Extract provided:
=== Begin Enclosure ===

A handful of the complaints read as if viewers were over-eager to share that they understood the vanilla version of naughty jokes. “During the broadcast of The Big Bang Theory one of the main characters said to another ‘What a puss,’” said one Denver, Colorado, resident. “This is clearly just a shortened form of the word pussy.” How astute! Someone should recruit this Denverite for a game of Hangman.
A question I have for those complaining about profanity is: what is the limit? One viewer from Williamstown, West Virginia, claimed they were “Watching Big Bang Theory on CBS at 9:00 PM [and the] word ‘dick’ was used. This word is highly offensive and should not be used especially on a PG rated program.” If you think “dick” is highly offensive, or that it’s not suitable for PG-rated programming, I have some unfortunate news for you.
Commercials airing during the broadcast are offensive
Many of the FCC complaints filed against The Big Bang Theory have nothing to do with the show itself, but rather the commercials for other programs that air during ad breaks.
“My wife and I were watching one of our favorite show on TBS tonight,” explained a viewer. “During a commercial break, TBS showed a commercial for another of their shows, Family Guy. It showed a shirtless, overweight man on all fours having his breasts milked by another man. I do not have children but I can only imagine if I did, having to explain what they just saw on TV meant.” A good fallback option would just be to explain that Family Guy is an animated TV series that sometimes shows weird things. It’s a cartoon, people!
Another complaint filed from Greenvile, TX about the same commercial retorted, “Fortunately my child was out of the room but really? I could accept a little non-gratuitous nudity long before this filth.” Whatever floats your boat, I guess.

=== End Enclosure ===

What needs to be done:
In the commentary on FCC complaints, why do many complaints filed against The Big Bang Theory have nothing to do with the show itself? Answer in one to three sentences. Work only from the commentary on FCC complaints.

Stored entries

=== Begin Enclosure ===

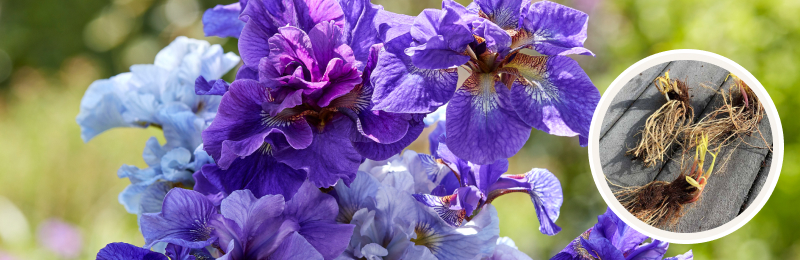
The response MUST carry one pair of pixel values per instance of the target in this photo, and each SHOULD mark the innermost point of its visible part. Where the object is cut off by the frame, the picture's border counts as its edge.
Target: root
(663, 127)
(659, 203)
(738, 117)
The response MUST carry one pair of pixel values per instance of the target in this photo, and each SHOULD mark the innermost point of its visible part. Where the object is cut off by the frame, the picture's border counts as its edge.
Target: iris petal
(553, 94)
(482, 126)
(552, 29)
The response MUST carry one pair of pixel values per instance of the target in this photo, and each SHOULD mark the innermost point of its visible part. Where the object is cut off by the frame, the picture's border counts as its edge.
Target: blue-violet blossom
(507, 92)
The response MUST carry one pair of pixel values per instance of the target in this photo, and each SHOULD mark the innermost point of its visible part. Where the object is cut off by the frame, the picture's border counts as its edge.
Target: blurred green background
(51, 50)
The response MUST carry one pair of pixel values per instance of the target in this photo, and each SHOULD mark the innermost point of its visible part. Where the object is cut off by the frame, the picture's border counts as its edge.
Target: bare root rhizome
(662, 127)
(660, 203)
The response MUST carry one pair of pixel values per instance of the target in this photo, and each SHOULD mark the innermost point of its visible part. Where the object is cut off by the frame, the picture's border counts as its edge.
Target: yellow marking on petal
(694, 183)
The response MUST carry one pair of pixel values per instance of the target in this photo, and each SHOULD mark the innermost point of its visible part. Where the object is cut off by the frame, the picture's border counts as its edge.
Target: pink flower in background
(59, 237)
(4, 256)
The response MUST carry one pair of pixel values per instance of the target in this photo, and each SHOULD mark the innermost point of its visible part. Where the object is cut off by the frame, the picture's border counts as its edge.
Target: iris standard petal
(482, 126)
(334, 155)
(686, 256)
(378, 151)
(296, 247)
(260, 173)
(649, 251)
(553, 94)
(618, 232)
(360, 31)
(242, 124)
(223, 21)
(504, 13)
(315, 212)
(401, 87)
(600, 248)
(552, 29)
(210, 87)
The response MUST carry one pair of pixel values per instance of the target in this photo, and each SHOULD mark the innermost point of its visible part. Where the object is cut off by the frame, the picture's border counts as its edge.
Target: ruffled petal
(125, 251)
(553, 94)
(379, 151)
(686, 256)
(504, 13)
(210, 87)
(649, 251)
(184, 220)
(600, 248)
(545, 191)
(295, 247)
(553, 29)
(482, 126)
(334, 155)
(242, 124)
(360, 32)
(315, 211)
(401, 87)
(260, 173)
(223, 21)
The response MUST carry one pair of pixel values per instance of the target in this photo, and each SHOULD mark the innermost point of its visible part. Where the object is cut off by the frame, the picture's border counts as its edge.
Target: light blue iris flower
(160, 94)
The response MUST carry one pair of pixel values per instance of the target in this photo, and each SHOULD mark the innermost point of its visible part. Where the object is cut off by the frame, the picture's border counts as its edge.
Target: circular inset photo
(686, 146)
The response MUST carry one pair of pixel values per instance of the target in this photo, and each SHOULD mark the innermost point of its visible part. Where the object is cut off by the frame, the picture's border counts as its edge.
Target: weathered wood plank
(630, 93)
(620, 168)
(733, 180)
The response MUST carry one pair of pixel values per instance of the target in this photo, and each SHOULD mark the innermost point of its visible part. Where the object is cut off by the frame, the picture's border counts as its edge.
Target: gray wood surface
(739, 174)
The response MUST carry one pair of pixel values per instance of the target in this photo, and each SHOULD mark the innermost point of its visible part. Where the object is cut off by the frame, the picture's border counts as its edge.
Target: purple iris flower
(125, 251)
(508, 92)
(245, 227)
(390, 224)
(301, 105)
(471, 186)
(612, 239)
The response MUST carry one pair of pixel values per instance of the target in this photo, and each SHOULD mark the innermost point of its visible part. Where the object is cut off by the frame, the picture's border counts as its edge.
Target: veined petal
(223, 21)
(102, 108)
(242, 124)
(686, 256)
(482, 126)
(649, 251)
(401, 87)
(334, 155)
(504, 13)
(545, 191)
(210, 87)
(295, 247)
(184, 220)
(622, 236)
(125, 251)
(379, 151)
(138, 199)
(260, 173)
(552, 29)
(315, 212)
(453, 209)
(601, 248)
(553, 94)
(360, 31)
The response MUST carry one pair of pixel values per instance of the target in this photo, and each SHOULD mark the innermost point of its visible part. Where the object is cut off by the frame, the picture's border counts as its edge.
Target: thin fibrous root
(739, 116)
(663, 127)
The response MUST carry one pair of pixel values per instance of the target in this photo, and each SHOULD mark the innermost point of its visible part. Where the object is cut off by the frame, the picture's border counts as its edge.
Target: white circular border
(674, 237)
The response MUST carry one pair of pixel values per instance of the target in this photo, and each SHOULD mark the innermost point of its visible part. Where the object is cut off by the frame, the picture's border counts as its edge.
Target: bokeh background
(51, 183)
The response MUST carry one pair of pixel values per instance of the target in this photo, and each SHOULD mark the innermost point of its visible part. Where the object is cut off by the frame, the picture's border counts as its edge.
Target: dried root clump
(664, 126)
(659, 203)
(739, 116)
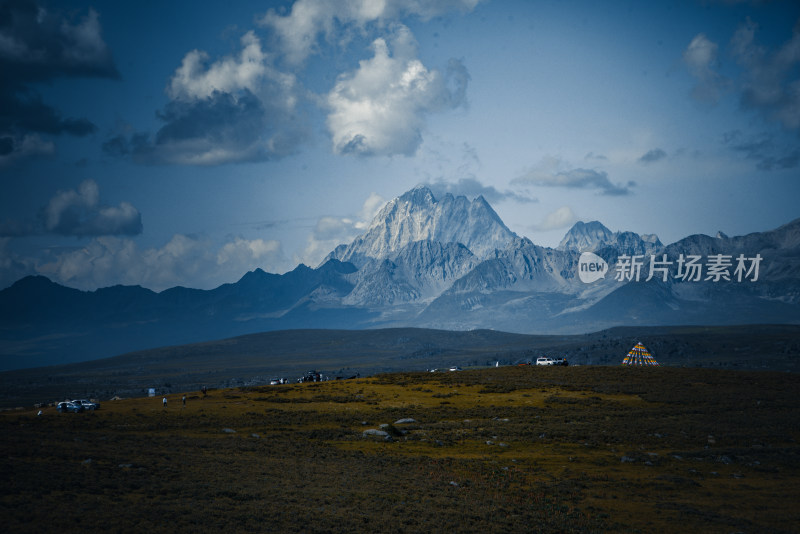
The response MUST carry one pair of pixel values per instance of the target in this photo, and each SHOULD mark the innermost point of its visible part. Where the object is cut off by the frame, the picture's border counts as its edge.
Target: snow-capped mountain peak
(593, 236)
(418, 216)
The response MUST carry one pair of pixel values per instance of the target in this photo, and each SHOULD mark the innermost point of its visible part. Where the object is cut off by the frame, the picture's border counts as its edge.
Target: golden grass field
(510, 449)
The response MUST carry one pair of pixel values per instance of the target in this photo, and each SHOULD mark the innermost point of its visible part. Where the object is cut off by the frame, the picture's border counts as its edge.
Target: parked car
(87, 405)
(68, 406)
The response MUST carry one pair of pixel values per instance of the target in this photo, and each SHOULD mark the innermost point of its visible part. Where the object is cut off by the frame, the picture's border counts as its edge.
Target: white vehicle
(87, 405)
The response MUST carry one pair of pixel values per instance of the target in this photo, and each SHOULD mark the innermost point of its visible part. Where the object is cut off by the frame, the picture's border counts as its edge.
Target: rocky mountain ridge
(449, 263)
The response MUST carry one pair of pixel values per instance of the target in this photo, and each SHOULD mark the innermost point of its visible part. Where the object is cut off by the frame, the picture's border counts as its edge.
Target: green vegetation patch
(514, 449)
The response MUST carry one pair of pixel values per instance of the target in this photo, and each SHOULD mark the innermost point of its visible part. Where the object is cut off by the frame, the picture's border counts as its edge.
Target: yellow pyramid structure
(638, 355)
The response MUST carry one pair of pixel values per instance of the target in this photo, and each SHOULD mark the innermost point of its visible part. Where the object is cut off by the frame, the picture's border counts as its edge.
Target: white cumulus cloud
(300, 29)
(560, 218)
(330, 231)
(700, 58)
(380, 108)
(106, 261)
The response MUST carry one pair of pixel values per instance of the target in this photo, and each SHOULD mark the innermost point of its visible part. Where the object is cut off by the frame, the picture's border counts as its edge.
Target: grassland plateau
(508, 449)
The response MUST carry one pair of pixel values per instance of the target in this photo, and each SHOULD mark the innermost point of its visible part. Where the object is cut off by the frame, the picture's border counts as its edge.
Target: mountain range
(448, 263)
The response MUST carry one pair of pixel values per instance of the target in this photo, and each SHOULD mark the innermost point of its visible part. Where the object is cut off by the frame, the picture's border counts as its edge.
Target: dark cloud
(472, 188)
(768, 153)
(238, 108)
(37, 45)
(221, 128)
(78, 213)
(576, 179)
(651, 156)
(770, 80)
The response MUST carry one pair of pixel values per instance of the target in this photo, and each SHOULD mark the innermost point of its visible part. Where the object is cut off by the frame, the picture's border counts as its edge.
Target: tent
(638, 355)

=== End Enclosure ===

Exercise response:
They target the commercials for other programs that air during the show's ad breaks, not the show itself. For example, viewers complained about a TBS commercial for Family Guy.